» EXERCICES PROPOSÉS:
a. Indiquez si chacune des affirmations suivantes concorde avec l'extrait sur la traduction du Roi Lear, en justifiant par les mots exacts du texte : (i) cette traduction est présentée comme conforme à la tradition française ; (ii) Le Songe d'une nuit d'été a été traduit à deux ; (iii) pour Le Roi Lear, un seul des traducteurs s'est consacré au démêlage des noeuds du texte.
b. Restituez mot pour mot le passage de l'extrait sur la traduction du Roi Lear allant de « Il me faut le » à « dramaturgique des propositions. ».
c. Reprenez l'extrait sur la traduction du Roi Lear là où il s'interrompt et poursuivez-le.

Extrait :
Extrait de l'introduction
Dans la mesure où cette traduction du Roi Lear constitue, en regard de la tradition française, une sorte d'hérésie, quelques mots sur la forme du texte shakespearien, si particulier, et sur cette tradition française de traduction, non moins particulière, ne seront sans doute pas superflus.
Il me faut le préciser aussi d'entrée de jeu, ce texte s'inscrit dans l'entreprise de traduction du théâtre de Shakespeare engagée par André Markowicz depuis de longues années et les explications apportées sur plusieurs points peuvent éclairer cette entreprise aux enjeux généralement mal perçus car trop déroutants. Cependant, alors même que nous avions traduit Le Songe d'une nuit d'été ensemble et pensions traduire Cymbeline de la même manière, Le Roi Lear nous a imposé des exigences d'une telle complexité qu'il nous a fallu consentir à ce qu'un seul d'entre nous se consacre au travail de démêlage des noeuds présents presque à chaque point du texte, l'autre se consacrant à la vérification de la prosodie et de la force dramaturgique des propositions.

» DONNÉES PRÉSENTÉES:
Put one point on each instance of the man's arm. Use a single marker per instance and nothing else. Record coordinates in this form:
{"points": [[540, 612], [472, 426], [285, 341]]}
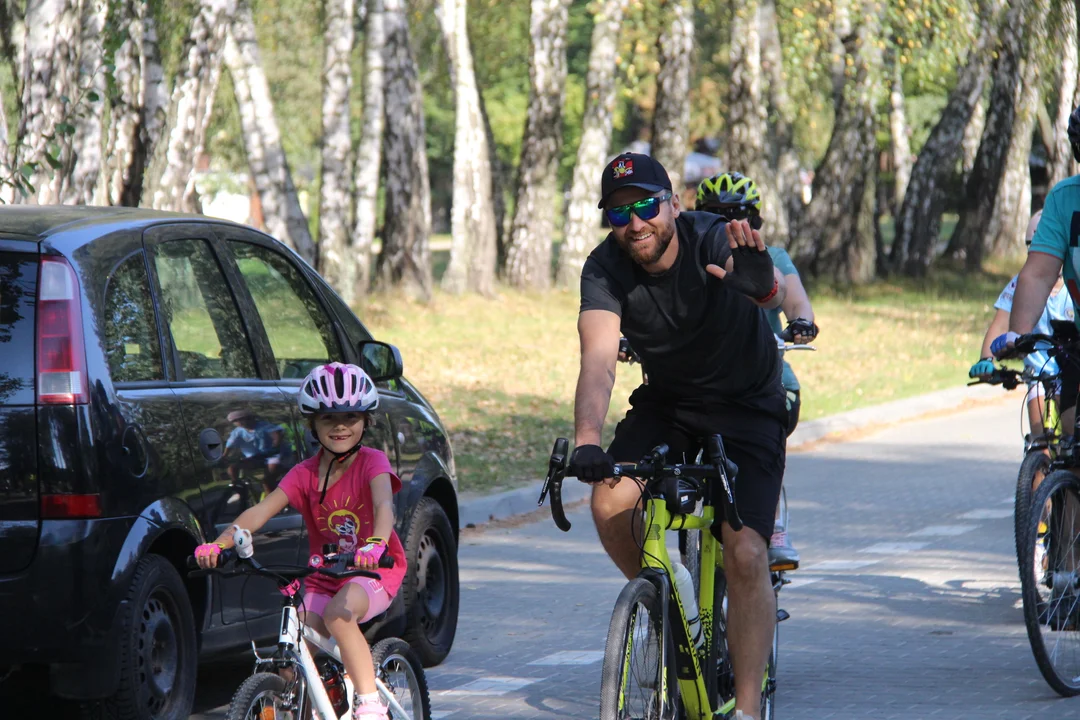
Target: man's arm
{"points": [[796, 302], [1033, 288], [599, 333]]}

» CORRIGÉS:
a.
(i) Non : « cette traduction du Roi Lear constitue, en regard de la tradition française, une sorte d'hérésie ».
(ii) Oui : « nous avions traduit Le Songe d'une nuit d'été ensemble ».
(iii) Oui : « il nous a fallu consentir à ce qu'un seul d'entre nous se consacre au travail de démêlage des noeuds présents presque à chaque point du texte ».

b.
Il me faut le préciser aussi d'entrée de jeu, ce texte s'inscrit dans l'entreprise de traduction du théâtre de Shakespeare engagée par André Markowicz depuis de longues années et les explications apportées sur plusieurs points peuvent éclairer cette entreprise aux enjeux généralement mal perçus car trop déroutants. Cependant, alors même que nous avions traduit Le Songe d'une nuit d'été ensemble et pensions traduire Cymbeline de la même manière, Le Roi Lear nous a imposé des exigences d'une telle complexité qu'il nous a fallu consentir à ce qu'un seul d'entre nous se consacre au travail de démêlage des noeuds présents presque à chaque point du texte, l'autre se consacrant à la vérification de la prosodie et de la force dramaturgique des propositions.

c.
Je dois préciser enfin que j'ai bénéficié à tout moment de la vigilance enthousiaste du metteur en scène et de la présence active des comédiens que l'étrangeté de ce texte n'a pas un seul moment rebutés. Ainsi puis-je dire avoir traduit pour le plateau, selon la formule consacrée, c'est-à-dire en m'efforçant de respecter la complexité du texte pensé par Shakespeare pour la scène et en m'interdisant de le réduire à la platitude d'un texte contemporain.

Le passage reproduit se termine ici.